*Supplied passage*:
=== Section Start ===
One in seven under-30s plan to use ‘smart drugs’ to boost concentration

Working long hours

Working long hours

One in seven people under 30 plan to use ‘smart drugs’ over the next year, according to new research.

The drugs - such as Ritalin - are popular with students as they are believed to help them stay awake and boost their concentration when revising.

Six per cent of 18 to 30-year-olds had used smart drugs in the last 12 months

But more than double that number (14 per cent) are planning to buy smart drugs from dealers or online within the next year,according to a survey of 1,009 young adults.

Modafinil is the most popular ‘smart drug’ and is a prescription-only drug used to treat sleep disorders such as narcolepsy and sleep apnoea.

Ritalin, also used by students to stay awake for long periods of time, is a central nervous system stimulant used to treat ADHD and ADD.

It is categorised as a class B drug if not prescribed and possession can lead to a five-year prison sentence.

But using the powerful prescription medicines carries the risk of addiction, cardiovascular problems and psychosis.
=== Section End ===
*Data shown*:
=== Section Start ===
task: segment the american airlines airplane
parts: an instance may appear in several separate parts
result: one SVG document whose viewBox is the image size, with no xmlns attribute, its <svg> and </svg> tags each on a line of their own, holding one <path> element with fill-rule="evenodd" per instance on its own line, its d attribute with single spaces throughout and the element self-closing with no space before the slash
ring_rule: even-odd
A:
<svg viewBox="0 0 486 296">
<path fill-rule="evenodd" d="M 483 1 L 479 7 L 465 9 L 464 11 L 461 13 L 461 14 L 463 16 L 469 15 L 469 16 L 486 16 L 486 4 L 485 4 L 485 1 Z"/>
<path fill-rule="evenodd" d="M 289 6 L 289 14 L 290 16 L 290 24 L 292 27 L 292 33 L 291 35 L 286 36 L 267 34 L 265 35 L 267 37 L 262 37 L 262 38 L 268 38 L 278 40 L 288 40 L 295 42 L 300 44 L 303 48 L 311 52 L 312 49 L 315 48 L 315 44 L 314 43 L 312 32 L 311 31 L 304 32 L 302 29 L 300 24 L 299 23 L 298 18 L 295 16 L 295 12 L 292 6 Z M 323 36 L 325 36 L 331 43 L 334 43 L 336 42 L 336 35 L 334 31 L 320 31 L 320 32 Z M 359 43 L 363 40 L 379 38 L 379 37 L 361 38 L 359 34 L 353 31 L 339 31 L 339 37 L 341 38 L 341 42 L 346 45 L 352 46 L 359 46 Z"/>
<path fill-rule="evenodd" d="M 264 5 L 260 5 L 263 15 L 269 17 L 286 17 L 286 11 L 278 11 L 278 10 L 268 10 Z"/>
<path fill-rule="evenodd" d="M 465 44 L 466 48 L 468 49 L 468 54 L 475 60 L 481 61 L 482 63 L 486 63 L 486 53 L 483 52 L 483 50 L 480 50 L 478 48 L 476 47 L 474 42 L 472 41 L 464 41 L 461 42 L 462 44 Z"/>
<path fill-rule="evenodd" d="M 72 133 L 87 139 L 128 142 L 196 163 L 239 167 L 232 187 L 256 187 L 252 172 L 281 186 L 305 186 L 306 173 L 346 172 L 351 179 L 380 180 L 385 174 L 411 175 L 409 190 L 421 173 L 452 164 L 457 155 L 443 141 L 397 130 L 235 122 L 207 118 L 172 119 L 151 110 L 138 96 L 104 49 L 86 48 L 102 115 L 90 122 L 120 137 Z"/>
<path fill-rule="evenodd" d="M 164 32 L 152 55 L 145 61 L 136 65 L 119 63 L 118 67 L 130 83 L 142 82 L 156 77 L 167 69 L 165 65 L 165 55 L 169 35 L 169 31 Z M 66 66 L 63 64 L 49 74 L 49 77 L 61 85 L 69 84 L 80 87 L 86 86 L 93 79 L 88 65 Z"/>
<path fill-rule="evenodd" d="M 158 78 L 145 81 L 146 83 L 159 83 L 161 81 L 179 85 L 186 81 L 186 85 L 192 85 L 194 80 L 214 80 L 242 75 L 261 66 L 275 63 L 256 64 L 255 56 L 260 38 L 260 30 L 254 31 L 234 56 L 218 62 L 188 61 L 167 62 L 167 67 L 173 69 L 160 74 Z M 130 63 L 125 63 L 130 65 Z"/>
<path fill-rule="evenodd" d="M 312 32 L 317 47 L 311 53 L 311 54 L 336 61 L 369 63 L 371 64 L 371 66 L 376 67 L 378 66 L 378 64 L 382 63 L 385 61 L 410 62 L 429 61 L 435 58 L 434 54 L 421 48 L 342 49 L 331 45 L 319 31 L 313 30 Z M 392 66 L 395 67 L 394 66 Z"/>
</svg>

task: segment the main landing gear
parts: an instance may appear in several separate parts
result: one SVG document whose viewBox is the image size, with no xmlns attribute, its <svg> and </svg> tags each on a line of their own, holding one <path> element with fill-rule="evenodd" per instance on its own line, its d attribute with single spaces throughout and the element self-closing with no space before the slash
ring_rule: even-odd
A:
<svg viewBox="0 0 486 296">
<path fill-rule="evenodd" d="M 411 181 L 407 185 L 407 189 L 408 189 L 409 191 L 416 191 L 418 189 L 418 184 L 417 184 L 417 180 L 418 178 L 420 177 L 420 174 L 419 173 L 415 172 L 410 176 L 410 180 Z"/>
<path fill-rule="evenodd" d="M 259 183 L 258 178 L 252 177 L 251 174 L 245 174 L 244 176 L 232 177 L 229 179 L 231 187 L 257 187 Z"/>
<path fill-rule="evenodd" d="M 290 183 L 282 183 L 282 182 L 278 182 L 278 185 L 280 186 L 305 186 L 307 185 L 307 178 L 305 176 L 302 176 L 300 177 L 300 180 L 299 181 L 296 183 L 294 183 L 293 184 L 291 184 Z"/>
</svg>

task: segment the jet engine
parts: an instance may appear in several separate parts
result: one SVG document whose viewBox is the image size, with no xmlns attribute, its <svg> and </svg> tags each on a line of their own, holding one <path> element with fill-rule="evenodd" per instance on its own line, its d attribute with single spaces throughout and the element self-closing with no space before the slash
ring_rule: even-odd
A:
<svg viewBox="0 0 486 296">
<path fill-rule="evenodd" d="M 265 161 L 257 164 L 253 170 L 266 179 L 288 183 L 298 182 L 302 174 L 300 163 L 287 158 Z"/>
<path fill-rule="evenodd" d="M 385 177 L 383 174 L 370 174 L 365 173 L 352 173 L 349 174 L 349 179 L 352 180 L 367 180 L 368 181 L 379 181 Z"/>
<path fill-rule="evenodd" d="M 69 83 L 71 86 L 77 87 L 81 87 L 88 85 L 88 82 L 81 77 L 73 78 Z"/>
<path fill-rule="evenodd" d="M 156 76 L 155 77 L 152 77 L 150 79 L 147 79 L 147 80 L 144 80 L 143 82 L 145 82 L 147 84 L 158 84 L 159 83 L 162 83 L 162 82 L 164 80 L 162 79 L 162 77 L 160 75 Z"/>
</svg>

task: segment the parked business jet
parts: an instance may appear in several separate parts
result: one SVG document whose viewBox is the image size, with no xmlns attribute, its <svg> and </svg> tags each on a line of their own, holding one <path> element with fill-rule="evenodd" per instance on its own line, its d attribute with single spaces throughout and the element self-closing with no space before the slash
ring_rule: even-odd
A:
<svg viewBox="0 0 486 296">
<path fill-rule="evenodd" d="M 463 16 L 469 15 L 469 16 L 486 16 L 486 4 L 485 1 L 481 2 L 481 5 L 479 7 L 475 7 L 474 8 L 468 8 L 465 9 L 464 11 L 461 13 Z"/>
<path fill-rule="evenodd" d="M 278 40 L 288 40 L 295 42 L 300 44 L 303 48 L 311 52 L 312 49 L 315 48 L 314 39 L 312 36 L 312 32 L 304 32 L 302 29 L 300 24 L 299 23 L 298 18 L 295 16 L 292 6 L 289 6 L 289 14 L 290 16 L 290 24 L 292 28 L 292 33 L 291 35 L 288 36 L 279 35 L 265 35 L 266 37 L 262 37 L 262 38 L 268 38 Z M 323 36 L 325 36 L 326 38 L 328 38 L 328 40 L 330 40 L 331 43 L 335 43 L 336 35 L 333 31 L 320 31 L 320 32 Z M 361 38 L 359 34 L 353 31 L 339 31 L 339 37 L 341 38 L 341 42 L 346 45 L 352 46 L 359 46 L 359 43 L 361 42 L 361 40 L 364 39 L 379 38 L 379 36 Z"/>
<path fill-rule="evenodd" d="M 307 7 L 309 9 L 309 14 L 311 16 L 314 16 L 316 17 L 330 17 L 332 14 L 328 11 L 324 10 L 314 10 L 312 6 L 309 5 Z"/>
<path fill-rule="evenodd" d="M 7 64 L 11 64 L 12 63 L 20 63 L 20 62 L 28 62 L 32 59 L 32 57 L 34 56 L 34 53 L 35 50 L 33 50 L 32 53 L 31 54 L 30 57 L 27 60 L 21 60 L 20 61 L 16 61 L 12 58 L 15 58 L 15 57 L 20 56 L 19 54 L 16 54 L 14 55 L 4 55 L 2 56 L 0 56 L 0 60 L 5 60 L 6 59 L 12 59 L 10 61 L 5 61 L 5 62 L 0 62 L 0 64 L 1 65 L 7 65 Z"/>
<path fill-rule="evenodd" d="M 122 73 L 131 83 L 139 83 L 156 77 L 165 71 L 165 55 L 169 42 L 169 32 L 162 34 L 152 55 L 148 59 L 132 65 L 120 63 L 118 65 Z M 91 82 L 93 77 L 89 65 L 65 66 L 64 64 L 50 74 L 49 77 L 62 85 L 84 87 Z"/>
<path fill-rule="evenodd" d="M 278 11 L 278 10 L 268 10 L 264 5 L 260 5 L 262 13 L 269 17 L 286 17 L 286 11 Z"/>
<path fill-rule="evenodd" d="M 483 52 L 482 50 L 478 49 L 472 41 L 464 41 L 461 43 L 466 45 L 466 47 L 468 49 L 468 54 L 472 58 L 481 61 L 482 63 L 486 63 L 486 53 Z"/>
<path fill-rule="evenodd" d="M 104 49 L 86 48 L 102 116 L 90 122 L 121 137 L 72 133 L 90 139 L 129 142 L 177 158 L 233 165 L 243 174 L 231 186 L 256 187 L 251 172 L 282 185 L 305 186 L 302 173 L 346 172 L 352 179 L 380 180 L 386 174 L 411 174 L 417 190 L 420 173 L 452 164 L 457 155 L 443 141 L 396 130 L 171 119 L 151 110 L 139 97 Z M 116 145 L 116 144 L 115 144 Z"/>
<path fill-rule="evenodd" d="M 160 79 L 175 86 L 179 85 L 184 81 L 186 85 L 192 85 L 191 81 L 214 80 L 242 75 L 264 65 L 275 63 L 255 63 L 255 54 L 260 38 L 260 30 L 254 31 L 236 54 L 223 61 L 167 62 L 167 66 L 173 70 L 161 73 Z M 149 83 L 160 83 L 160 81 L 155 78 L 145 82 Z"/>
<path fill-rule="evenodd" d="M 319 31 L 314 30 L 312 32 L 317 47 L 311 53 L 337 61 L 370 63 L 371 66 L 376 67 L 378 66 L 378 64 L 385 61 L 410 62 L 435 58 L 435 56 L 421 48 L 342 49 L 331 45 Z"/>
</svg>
=== Section End ===
*Task statement*: Continue the article above about young people using smart drugs, starting right after its last sentence.

*Answer area*:
And the misuse of ‘cognitive enhancers’ remains prevalent despite repeated warnings against self-medication.

A new campaign FakeMeds has been launched as freshers start university to highlight the danger of buying medicines online.

So far this year nearly 5,000 websites selling fake or unlicensed medicines have been shut down.

During Operation Pangea, an international week of action tackling the online sale of counterfeit drugs, the Medicines and Healthcare products Regulatory Agency (MHRA) seized more than 31,000 doses of narcolepsy medication.

Senior policy manager Lynda Scammell said: “You may be offered ‘smart drugs’ or ‘cognitive enhancers’ at university - some of them may be potent medicines which should only be prescribed by a doctor.

“Modafinil is licensed for specific medical conditions - not for use as a ‘boost’ during exams.

“Don’t put your health at risk by self-medication - it could have serious side effects.

“It’s a criminal offence to supply prescription only medicines without a valid prescription - websites offering them are acting illegally.

“Be smart - don’t put your health at risk by buying medicines online and don’t give your student loan to a criminal.”